> _Supplied text_
>> Begin
June 4th 2019 | University of Strathclyde, Glasgow


Dr David Lewin

Senior Lecturer in Philosophy of Education

Dr David Lewin is Senior Lecturer in Philosophy of Education at Strathclyde University. His research examines the intersections between philosophy of education, philosophy of religion and philosophy of technology. As well as numerous articles and edited books, he is the author of 'Educational Philosophy for a Post-secular Age' (Routledge, 2016) and ’Technology and the Philosophy of Religion’ (Cambridge Scholars, 2011). https://www.strath.ac.uk/staff/lewindaviddr/ 

James Turing

CEO and Founder, Turing Trust

James Turing is the founder and CEO of the Turing Trust a social enterprise that has supported 142 schools in sub-Saharan Africa by reusing over 5,600 computers and improving teacher training using ICT. The Turing Trust also provides skills development in the UK while reducing waste and contributing to an environmentally friendly society by offsetting over 2,700 tonnes of CO2.

James is also currently completing a PhD in International Development at the University of Edinburgh. James has previously presented his work at international conferences in the US, Japan and Kenya.
>> End
[Image box annotation records]
>> Begin
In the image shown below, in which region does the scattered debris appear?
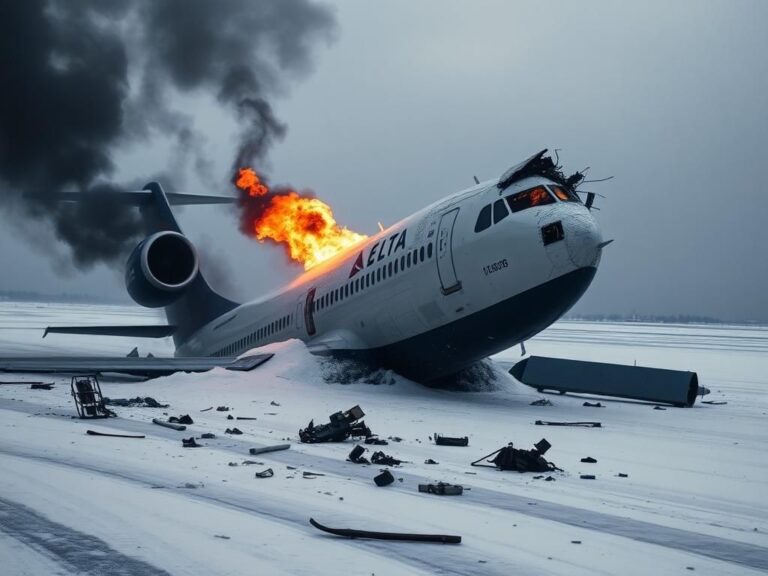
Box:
[168,414,195,424]
[29,382,53,390]
[104,396,170,408]
[371,451,403,466]
[472,438,560,472]
[299,406,373,444]
[435,433,469,446]
[419,482,464,496]
[531,398,553,406]
[70,375,117,418]
[535,420,603,428]
[365,434,389,446]
[248,444,291,456]
[309,518,461,544]
[301,471,325,478]
[152,418,187,432]
[85,430,145,438]
[347,444,370,464]
[373,470,395,486]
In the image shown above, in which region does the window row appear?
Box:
[312,242,433,312]
[475,185,581,232]
[214,314,293,357]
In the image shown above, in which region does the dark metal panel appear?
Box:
[509,356,699,406]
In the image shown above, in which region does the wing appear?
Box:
[0,354,274,378]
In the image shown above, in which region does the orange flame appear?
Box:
[235,168,366,270]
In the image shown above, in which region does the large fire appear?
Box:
[235,168,366,270]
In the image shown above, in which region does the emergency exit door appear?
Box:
[436,208,461,296]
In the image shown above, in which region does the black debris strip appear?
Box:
[299,406,373,444]
[472,438,562,472]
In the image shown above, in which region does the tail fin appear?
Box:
[139,182,239,348]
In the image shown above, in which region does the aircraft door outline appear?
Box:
[435,208,461,296]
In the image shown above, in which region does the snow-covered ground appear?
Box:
[0,303,768,576]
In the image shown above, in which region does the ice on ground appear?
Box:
[0,304,768,575]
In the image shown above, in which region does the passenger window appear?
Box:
[507,186,555,212]
[493,200,509,224]
[475,204,491,232]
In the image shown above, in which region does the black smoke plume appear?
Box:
[0,0,334,267]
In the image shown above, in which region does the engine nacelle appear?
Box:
[125,232,199,308]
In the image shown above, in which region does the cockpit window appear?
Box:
[507,186,555,212]
[549,185,581,203]
[475,204,491,232]
[493,200,509,224]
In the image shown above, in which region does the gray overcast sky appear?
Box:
[0,0,768,322]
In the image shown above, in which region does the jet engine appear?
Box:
[125,231,199,308]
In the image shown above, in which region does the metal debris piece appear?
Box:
[248,444,291,456]
[419,482,464,496]
[435,433,469,446]
[535,420,603,428]
[371,451,403,466]
[309,518,461,544]
[29,382,53,390]
[509,356,700,406]
[373,470,395,486]
[365,434,389,446]
[299,406,373,444]
[347,444,370,464]
[104,396,170,408]
[168,414,195,424]
[152,418,187,432]
[472,438,560,472]
[85,430,145,438]
[531,398,552,406]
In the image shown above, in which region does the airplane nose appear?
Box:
[563,212,603,268]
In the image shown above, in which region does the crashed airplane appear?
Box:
[0,150,609,382]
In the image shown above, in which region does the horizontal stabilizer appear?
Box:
[0,354,273,378]
[59,190,237,207]
[43,326,176,338]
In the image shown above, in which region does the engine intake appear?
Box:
[125,232,199,308]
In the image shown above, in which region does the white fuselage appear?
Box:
[177,177,602,380]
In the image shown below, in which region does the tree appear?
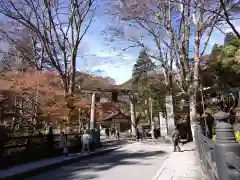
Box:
[132,48,156,77]
[219,0,240,39]
[0,0,96,121]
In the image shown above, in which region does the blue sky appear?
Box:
[78,4,240,84]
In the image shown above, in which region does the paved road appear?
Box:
[27,142,172,180]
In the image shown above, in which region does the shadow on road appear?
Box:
[28,146,166,180]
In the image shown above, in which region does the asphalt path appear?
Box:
[27,142,172,180]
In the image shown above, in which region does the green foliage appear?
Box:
[132,49,156,77]
[206,33,240,90]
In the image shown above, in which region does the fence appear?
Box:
[0,131,100,169]
[195,122,240,180]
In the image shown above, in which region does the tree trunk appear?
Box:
[89,93,96,129]
[165,93,175,133]
[189,94,197,142]
[189,31,201,141]
[164,69,175,134]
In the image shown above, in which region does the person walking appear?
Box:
[47,127,54,156]
[136,128,140,141]
[105,127,109,139]
[59,132,68,156]
[82,130,90,153]
[172,127,181,152]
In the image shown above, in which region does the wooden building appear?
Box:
[97,111,131,132]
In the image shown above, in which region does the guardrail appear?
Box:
[195,122,240,180]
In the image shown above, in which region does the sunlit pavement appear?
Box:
[25,142,172,180]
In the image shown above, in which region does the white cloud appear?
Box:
[92,64,132,84]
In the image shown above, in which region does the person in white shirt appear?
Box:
[82,130,90,153]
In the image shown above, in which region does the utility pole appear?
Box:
[149,97,154,139]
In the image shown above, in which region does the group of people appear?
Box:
[105,127,120,139]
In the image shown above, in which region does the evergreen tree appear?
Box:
[132,48,156,77]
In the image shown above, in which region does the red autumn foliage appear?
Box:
[0,71,118,128]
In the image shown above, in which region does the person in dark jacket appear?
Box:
[47,127,54,154]
[172,127,181,152]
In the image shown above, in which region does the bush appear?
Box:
[212,131,240,143]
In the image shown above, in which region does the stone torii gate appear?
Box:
[81,88,137,135]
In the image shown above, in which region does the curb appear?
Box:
[0,146,121,180]
[152,157,169,180]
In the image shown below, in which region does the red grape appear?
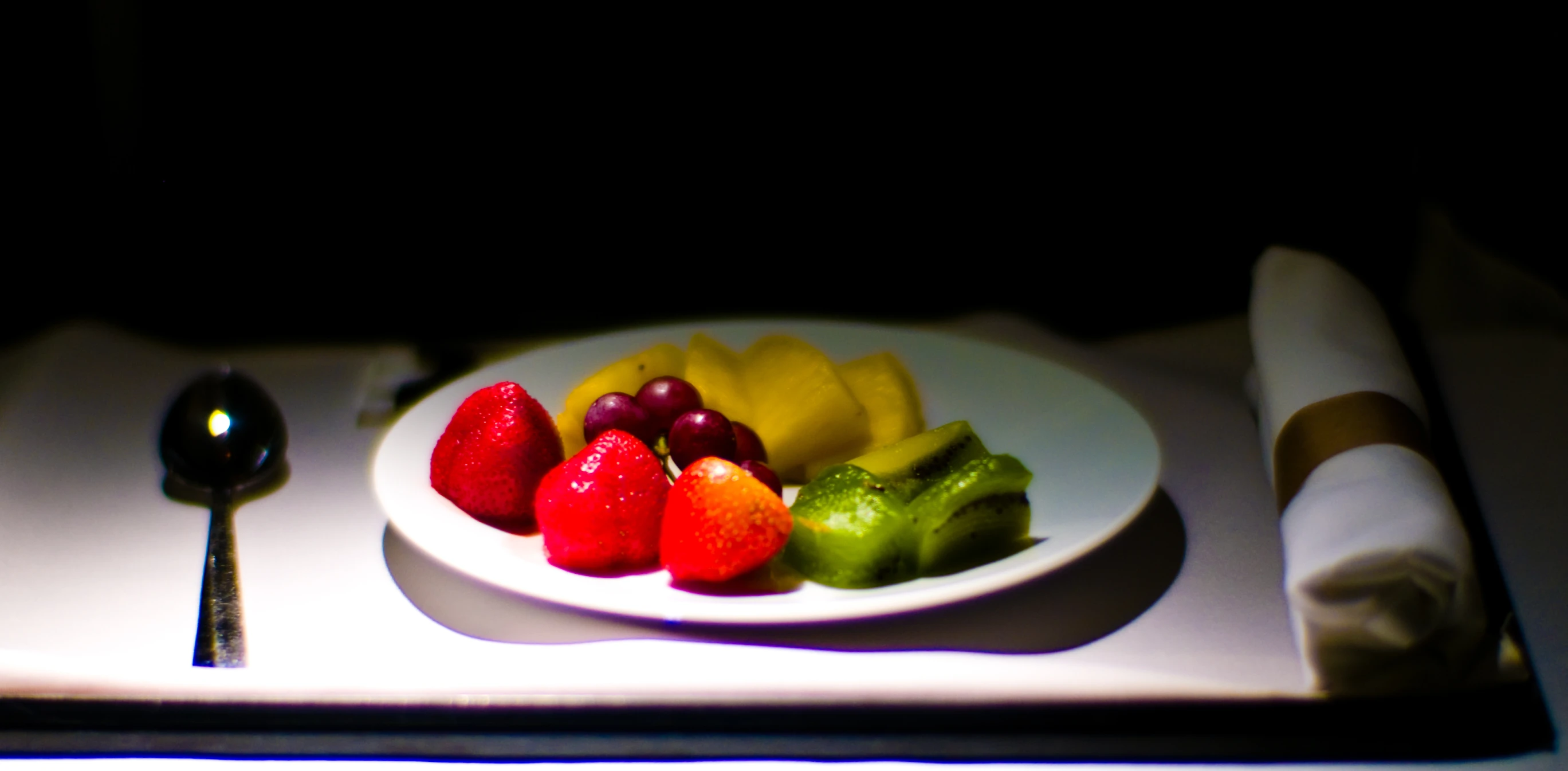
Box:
[583,391,659,446]
[730,421,768,463]
[636,375,702,430]
[736,461,784,498]
[670,410,736,468]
>> End
> _Directives_
1. In the speaker profiles, rewrite the part that opens with the words "CEO and Founder, Turing" and closes with "Japan and Kenya.", swapping "social enterprise" for "charity".
2. According to the speaker profiles, how many schools in sub-Saharan Africa has the Turing Trust supported?

> _Solution list_
1.
CEO and Founder, Turing Trust

James Turing is the founder and CEO of the Turing Trust a charity that has supported 142 schools in sub-Saharan Africa by reusing over 5,600 computers and improving teacher training using ICT. The Turing Trust also provides skills development in the UK while reducing waste and contributing to an environmentally friendly society by offsetting over 2,700 tonnes of CO2.

James is also currently completing a PhD in International Development at the University of Edinburgh. James has previously presented his work at international conferences in the US, Japan and Kenya.

2. 142 schools.